** start RECORD SET **
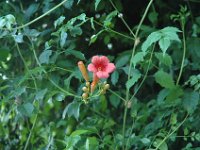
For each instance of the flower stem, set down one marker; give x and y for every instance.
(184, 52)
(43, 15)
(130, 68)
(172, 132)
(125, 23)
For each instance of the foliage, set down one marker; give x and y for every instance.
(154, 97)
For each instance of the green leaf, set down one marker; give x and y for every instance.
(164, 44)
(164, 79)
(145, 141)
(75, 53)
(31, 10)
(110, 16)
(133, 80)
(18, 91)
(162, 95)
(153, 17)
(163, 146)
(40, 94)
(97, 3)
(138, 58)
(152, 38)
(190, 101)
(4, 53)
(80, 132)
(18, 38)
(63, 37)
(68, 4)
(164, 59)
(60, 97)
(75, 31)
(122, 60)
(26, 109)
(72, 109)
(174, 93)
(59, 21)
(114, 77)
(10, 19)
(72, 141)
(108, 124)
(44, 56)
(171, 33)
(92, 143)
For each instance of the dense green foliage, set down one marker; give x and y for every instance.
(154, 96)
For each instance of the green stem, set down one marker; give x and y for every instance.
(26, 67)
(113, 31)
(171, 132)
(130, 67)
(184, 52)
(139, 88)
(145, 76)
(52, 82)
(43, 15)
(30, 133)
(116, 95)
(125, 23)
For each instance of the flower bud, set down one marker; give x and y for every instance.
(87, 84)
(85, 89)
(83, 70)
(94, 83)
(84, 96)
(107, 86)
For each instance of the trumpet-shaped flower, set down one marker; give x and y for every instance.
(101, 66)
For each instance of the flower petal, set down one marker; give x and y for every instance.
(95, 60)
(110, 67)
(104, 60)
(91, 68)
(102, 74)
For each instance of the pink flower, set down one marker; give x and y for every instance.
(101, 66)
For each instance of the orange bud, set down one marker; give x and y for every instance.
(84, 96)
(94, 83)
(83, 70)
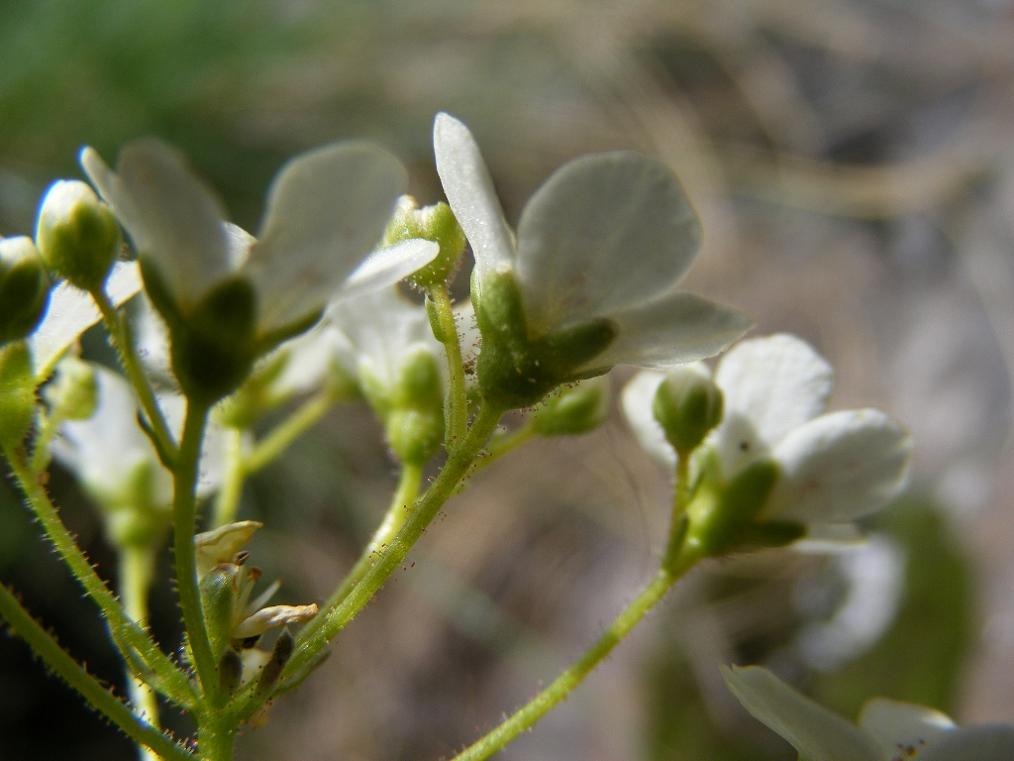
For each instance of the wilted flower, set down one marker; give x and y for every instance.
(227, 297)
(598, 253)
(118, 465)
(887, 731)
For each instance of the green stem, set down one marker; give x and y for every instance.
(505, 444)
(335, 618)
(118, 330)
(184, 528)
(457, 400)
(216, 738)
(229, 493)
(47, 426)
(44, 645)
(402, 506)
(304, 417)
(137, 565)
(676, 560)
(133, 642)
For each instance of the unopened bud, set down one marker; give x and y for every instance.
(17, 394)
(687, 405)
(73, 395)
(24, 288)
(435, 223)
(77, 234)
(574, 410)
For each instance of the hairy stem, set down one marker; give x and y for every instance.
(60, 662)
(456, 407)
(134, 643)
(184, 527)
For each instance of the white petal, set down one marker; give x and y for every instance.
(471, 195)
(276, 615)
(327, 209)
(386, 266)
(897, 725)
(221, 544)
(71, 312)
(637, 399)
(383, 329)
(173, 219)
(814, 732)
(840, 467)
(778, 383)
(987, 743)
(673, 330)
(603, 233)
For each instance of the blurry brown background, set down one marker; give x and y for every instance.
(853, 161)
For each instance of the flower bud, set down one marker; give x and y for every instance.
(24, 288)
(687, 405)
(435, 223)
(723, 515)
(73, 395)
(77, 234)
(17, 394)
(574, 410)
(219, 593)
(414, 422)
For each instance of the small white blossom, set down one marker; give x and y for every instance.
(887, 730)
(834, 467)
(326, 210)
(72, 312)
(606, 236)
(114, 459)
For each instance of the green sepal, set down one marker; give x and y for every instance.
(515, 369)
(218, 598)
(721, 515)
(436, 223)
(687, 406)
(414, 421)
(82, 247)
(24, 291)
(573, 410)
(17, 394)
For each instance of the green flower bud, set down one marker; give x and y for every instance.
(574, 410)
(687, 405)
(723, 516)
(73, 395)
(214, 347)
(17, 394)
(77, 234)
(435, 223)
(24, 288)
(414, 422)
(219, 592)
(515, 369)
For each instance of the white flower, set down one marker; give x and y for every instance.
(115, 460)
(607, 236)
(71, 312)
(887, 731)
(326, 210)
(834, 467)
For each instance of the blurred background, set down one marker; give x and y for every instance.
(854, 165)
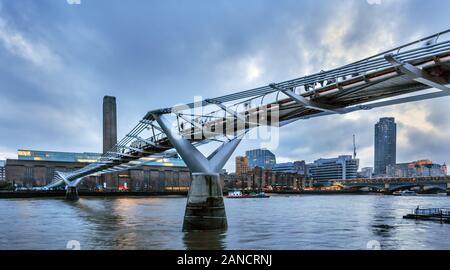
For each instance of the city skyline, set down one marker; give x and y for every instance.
** end RECORD SET **
• TASK OBJECTIVE
Quote the records above exactly, leaving out any pictures.

• RESULT OF THE TASK
For each instance of the flower stem, set down one marker; give x and y for every instance.
(184, 52)
(43, 15)
(130, 68)
(172, 132)
(125, 23)
For each instance of the foliage, set down one marker; give x and y for every instance.
(154, 97)
For each instance of the green leaf, set down one marker; give x and y for every instance.
(164, 44)
(164, 79)
(145, 141)
(75, 53)
(31, 10)
(110, 16)
(133, 80)
(18, 91)
(162, 95)
(153, 17)
(163, 146)
(40, 94)
(97, 3)
(138, 58)
(152, 38)
(190, 101)
(4, 53)
(80, 132)
(18, 38)
(63, 37)
(68, 4)
(164, 59)
(60, 97)
(75, 31)
(122, 60)
(26, 109)
(72, 109)
(174, 93)
(59, 21)
(114, 77)
(10, 19)
(72, 141)
(108, 124)
(44, 56)
(171, 33)
(92, 143)
For each instance of the dense green foliage, set down one marker; give x and y for every instance.
(154, 96)
For each instance of the green stem, set down one marker; give x and y for every instance.
(26, 67)
(113, 31)
(171, 132)
(130, 67)
(184, 52)
(139, 88)
(145, 76)
(52, 82)
(43, 15)
(30, 133)
(116, 95)
(125, 23)
For each instance of the flower bud, set down one marker; give x and y for every instance.
(87, 84)
(85, 89)
(83, 70)
(94, 83)
(84, 96)
(107, 86)
For each instance of the trumpet-shaped flower, set down one marker; give x and y for every instance.
(101, 66)
For each instance of the flower petal, set down one marker; give x and y for every instance.
(95, 60)
(110, 67)
(104, 60)
(91, 68)
(102, 74)
For each instance of the pink flower, set down one marker; give x and y for every instance.
(101, 66)
For each instance of the orange bud, set down one marker; give x and y for every instance.
(84, 96)
(94, 83)
(83, 70)
For each instance of the wilted flower, set down one marker; give x and y for every instance.
(227, 297)
(598, 253)
(118, 465)
(887, 731)
For each instance of the green stem, set down one marker; give x and y for every instance.
(505, 444)
(335, 618)
(118, 330)
(184, 528)
(457, 400)
(216, 738)
(229, 493)
(47, 426)
(44, 645)
(402, 506)
(304, 417)
(137, 565)
(676, 560)
(133, 642)
For each instance of the unopened bud, set down one marker; give x and y for every instance.
(17, 394)
(687, 405)
(73, 395)
(24, 288)
(435, 223)
(77, 234)
(574, 410)
For each instance of the hairy stem, set down one marker; give x and y for every instance.
(60, 662)
(456, 407)
(134, 643)
(184, 527)
For each instance of the white petal, set down one marker; give x and y for every instance.
(471, 195)
(276, 615)
(327, 209)
(386, 266)
(897, 725)
(221, 544)
(71, 312)
(637, 399)
(383, 329)
(173, 219)
(814, 732)
(840, 467)
(778, 383)
(987, 743)
(673, 330)
(603, 233)
For each instance of the blurry brown background, set down one marker; give x and y for every instance.
(853, 161)
For each instance of the flower bud, set down one marker; give x and y for every instance.
(24, 288)
(687, 405)
(435, 223)
(723, 515)
(73, 395)
(77, 234)
(17, 394)
(574, 410)
(219, 593)
(414, 422)
For each instance of the small white blossom, set down one marker; give x and y for every instance.
(887, 730)
(834, 467)
(326, 210)
(72, 312)
(606, 236)
(114, 459)
For each instance of the green sepal, set down one marker; give x and y for every instance.
(515, 369)
(218, 598)
(721, 515)
(436, 223)
(687, 406)
(414, 421)
(82, 247)
(24, 291)
(573, 410)
(17, 394)
For each instance of the green flower bud, set down one marker; give x and y for every instance.
(574, 410)
(687, 405)
(723, 516)
(73, 395)
(214, 347)
(17, 394)
(77, 234)
(435, 223)
(24, 288)
(414, 422)
(219, 592)
(515, 369)
For each instance of the white flower, set down one marker; give x and y for every instance.
(115, 460)
(607, 236)
(71, 312)
(887, 731)
(326, 210)
(834, 467)
For each instance of the blurred background, set down one marker; give x and y for every instance.
(854, 165)
For each instance of the city skyline, set down one marker; give x and y for every instance.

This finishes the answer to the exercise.